▸ Required task: Return the rows below word for word, starting with the line that contains "Task: set one pin on each instance of the vertical" and going through the last line of the rows.
* * * * * * * * *
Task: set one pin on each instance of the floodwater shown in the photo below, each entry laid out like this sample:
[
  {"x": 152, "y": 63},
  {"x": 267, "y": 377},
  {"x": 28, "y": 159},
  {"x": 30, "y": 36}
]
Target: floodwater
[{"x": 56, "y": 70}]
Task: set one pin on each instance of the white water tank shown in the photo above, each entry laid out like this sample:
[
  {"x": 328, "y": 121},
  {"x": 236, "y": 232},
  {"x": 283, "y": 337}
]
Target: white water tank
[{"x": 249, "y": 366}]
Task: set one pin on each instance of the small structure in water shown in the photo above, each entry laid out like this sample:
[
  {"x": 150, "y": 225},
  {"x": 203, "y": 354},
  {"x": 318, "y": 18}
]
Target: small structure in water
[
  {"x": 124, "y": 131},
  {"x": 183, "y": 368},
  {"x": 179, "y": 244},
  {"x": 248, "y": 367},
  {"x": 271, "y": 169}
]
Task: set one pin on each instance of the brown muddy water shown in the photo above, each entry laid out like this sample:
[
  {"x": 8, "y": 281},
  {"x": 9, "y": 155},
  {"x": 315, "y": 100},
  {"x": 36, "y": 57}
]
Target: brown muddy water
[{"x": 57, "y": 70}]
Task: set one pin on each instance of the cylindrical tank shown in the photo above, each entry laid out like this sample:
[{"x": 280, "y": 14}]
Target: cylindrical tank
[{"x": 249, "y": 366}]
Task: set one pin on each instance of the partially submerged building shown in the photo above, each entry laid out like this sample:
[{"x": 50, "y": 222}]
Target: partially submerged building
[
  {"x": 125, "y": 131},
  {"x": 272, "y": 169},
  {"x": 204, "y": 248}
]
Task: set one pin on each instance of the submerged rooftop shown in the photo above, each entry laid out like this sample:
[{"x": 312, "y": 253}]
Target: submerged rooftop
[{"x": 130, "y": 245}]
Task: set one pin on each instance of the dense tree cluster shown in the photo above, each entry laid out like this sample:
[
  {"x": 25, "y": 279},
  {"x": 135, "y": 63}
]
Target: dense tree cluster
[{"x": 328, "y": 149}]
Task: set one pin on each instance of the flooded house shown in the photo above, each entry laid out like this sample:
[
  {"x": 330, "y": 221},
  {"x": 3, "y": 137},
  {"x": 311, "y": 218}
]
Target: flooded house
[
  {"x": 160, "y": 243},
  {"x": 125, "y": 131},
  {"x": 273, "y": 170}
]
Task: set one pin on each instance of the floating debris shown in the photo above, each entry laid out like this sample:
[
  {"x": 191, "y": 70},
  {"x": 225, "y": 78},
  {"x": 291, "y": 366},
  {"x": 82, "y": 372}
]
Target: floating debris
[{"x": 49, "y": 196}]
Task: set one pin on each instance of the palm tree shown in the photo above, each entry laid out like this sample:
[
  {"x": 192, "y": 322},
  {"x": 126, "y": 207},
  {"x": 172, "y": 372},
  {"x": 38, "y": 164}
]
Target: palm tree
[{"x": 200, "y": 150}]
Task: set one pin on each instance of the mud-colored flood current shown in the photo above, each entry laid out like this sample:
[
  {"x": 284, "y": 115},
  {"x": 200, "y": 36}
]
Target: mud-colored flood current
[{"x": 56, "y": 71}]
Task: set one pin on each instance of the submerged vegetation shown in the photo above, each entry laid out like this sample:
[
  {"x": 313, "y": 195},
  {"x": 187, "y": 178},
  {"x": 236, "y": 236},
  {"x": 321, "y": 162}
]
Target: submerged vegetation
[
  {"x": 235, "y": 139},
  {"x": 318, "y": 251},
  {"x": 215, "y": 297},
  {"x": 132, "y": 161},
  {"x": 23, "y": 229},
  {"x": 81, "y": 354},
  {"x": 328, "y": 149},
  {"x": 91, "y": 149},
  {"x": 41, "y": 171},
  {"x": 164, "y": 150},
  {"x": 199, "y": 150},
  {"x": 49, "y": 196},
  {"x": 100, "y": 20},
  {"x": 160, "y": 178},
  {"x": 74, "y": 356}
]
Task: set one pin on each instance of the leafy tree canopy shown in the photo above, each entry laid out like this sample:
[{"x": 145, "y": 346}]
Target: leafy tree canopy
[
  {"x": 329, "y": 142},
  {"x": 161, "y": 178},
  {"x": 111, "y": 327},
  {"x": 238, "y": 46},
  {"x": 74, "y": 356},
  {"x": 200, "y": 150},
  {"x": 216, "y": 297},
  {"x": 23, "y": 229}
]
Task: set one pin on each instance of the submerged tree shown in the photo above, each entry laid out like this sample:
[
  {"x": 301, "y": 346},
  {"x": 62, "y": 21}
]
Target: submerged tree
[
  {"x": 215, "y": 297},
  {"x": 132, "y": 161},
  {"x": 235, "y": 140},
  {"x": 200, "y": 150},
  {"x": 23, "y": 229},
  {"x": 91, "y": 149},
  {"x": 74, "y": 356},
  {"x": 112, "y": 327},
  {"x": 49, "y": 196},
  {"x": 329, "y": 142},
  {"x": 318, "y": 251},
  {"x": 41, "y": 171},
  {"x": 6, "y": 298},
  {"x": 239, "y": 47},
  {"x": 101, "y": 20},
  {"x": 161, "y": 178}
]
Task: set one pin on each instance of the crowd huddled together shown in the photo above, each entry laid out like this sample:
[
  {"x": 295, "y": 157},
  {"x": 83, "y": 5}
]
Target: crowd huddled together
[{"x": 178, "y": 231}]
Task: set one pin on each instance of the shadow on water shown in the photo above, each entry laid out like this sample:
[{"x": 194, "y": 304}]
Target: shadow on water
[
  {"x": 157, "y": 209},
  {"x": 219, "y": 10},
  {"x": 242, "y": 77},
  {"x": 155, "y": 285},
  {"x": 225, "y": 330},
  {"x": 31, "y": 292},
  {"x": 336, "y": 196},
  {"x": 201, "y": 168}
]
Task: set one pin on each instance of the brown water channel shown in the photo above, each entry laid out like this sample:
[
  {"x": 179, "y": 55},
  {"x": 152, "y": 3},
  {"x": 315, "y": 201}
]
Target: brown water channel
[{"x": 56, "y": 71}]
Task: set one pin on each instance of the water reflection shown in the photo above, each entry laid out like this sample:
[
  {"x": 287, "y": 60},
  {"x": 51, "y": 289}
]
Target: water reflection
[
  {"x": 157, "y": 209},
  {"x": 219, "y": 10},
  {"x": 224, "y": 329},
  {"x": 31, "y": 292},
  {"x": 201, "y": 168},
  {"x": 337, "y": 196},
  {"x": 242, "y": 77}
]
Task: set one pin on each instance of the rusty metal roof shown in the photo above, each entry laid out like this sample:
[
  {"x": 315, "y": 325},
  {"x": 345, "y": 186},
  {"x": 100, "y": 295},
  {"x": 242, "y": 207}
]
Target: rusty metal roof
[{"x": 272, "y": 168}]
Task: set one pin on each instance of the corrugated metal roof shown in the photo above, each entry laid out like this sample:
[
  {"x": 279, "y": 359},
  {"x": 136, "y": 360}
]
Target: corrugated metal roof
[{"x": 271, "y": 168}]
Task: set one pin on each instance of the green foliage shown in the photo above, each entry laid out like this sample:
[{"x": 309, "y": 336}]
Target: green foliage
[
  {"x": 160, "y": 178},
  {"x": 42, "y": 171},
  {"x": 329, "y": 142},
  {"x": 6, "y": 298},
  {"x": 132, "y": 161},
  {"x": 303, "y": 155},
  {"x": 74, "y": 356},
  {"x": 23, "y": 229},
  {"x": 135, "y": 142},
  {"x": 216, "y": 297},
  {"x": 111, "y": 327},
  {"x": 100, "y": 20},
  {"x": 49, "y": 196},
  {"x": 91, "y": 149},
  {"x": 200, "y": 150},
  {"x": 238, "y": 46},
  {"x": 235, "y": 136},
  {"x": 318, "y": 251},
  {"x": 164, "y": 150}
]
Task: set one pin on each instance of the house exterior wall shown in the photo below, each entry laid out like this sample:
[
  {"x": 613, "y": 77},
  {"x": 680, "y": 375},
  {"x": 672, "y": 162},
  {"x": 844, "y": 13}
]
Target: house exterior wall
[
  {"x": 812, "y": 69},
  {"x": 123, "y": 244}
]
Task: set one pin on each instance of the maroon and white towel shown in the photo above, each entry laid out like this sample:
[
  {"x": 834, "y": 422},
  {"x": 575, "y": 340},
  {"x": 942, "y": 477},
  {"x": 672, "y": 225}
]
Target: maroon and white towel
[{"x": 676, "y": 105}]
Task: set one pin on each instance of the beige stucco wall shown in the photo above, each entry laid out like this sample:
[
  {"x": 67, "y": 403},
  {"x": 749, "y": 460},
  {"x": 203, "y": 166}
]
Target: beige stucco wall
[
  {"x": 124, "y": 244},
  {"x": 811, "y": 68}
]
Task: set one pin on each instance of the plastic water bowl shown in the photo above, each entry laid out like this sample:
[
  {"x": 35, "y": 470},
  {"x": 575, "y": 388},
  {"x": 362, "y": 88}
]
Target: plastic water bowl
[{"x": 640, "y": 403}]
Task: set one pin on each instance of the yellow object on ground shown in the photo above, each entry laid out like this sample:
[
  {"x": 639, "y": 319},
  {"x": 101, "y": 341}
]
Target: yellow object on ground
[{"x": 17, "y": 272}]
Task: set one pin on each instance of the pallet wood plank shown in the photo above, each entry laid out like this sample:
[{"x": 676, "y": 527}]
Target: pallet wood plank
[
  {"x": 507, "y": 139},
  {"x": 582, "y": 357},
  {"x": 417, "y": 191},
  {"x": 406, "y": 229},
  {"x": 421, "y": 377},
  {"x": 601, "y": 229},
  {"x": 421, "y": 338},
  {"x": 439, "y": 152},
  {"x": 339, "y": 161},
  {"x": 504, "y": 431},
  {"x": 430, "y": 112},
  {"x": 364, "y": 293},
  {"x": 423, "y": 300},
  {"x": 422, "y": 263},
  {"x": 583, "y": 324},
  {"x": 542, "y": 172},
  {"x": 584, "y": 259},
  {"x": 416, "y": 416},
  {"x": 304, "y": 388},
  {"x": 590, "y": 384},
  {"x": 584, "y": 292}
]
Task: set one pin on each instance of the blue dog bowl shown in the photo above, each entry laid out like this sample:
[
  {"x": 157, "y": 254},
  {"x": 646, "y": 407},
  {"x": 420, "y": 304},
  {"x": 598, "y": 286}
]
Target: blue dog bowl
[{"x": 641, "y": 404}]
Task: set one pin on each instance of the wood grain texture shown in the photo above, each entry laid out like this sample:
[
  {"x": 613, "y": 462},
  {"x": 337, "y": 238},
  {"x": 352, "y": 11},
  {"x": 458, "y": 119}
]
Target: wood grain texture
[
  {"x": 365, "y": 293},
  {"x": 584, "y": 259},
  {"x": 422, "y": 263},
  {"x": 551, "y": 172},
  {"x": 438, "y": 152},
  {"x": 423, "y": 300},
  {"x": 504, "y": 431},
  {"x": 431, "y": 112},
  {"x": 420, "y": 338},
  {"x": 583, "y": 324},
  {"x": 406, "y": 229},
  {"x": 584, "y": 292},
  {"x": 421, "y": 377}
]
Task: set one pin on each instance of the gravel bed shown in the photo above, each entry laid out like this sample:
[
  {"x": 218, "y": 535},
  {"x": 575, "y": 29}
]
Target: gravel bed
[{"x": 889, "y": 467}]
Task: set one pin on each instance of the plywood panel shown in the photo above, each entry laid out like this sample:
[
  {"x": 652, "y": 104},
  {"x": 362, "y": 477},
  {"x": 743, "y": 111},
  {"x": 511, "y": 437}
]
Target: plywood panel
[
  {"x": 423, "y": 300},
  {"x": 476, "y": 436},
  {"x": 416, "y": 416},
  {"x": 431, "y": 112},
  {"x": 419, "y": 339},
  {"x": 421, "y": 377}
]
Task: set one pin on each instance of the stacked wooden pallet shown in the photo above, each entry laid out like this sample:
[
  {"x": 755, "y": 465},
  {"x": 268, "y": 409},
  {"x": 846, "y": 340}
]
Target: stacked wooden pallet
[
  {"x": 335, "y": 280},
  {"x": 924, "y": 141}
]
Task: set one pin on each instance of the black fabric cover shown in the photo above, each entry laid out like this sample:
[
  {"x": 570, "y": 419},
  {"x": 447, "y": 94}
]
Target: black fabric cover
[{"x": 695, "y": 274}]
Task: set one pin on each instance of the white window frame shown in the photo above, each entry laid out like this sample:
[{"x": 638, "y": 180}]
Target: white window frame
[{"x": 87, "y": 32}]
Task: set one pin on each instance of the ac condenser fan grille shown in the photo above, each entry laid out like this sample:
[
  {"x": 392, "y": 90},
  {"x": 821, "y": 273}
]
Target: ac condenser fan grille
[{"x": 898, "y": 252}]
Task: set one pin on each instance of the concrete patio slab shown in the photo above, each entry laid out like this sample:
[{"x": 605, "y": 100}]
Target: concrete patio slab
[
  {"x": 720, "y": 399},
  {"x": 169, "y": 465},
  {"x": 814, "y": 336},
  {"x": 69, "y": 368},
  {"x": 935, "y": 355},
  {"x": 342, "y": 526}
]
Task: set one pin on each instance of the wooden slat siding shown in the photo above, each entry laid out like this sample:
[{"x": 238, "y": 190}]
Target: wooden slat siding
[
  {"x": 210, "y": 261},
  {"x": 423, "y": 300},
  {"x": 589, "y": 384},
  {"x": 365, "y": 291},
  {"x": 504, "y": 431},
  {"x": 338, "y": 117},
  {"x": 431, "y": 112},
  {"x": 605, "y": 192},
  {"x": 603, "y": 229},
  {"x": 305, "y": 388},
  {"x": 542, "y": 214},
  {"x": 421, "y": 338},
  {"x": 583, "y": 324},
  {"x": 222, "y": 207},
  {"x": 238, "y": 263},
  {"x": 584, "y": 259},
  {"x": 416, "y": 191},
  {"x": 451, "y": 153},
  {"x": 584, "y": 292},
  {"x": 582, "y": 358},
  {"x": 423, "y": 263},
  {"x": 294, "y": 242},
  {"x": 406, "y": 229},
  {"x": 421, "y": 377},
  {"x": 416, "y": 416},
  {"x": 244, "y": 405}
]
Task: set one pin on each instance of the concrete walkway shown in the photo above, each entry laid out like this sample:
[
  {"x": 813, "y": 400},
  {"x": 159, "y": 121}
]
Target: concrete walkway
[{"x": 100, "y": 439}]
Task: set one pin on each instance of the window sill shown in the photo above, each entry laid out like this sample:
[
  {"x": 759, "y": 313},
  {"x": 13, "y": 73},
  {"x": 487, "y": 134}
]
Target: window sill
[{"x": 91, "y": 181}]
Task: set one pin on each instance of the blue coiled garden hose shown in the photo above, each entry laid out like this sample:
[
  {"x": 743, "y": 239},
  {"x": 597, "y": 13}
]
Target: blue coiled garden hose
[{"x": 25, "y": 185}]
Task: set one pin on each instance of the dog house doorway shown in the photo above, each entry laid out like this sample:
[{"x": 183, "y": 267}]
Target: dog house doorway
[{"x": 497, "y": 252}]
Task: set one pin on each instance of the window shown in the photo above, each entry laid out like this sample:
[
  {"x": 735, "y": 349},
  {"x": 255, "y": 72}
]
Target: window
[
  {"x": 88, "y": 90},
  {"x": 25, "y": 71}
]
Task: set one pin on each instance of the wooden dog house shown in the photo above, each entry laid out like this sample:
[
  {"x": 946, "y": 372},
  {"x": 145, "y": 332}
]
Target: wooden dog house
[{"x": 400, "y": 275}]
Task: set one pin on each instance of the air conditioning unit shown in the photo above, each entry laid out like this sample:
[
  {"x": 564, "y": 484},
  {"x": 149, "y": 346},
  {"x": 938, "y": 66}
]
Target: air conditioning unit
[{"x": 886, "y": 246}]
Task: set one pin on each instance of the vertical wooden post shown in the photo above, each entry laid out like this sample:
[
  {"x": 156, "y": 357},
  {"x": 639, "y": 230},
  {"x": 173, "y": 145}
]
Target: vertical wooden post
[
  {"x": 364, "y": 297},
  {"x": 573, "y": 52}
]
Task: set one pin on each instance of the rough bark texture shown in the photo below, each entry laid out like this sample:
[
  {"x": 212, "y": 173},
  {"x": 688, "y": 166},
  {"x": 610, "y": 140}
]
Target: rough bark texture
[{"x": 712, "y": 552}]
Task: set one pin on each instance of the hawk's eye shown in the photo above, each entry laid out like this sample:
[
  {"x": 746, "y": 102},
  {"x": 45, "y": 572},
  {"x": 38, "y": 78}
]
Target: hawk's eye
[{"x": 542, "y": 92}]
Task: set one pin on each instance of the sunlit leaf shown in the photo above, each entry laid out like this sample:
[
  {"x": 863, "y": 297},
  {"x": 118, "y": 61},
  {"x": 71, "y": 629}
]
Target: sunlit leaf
* * * * * * * * *
▸ Task result:
Task: set one pin on each instance of the vertical wooden post shown in the photo above, each entry laid out like this sample:
[
  {"x": 156, "y": 357},
  {"x": 639, "y": 230},
  {"x": 173, "y": 145}
]
Target: vertical wooden post
[
  {"x": 364, "y": 297},
  {"x": 573, "y": 52}
]
Task: set one pin on each instance of the rough bark texture shown in the photo below, each entry laid out like this sample:
[
  {"x": 212, "y": 173},
  {"x": 688, "y": 166},
  {"x": 610, "y": 140}
]
Target: rough bark texture
[{"x": 712, "y": 552}]
Task: set one pin on each instance of the hawk's eye shown in the photo above, each entry laid out like this sample:
[
  {"x": 746, "y": 102},
  {"x": 45, "y": 572},
  {"x": 38, "y": 78}
]
Target: hawk's eye
[{"x": 542, "y": 92}]
Task: set one pin on each instance of the sunlit leaf shown in the photo above, each entry laid out like this sample:
[
  {"x": 863, "y": 297},
  {"x": 118, "y": 61},
  {"x": 71, "y": 629}
]
Target: sunlit leaf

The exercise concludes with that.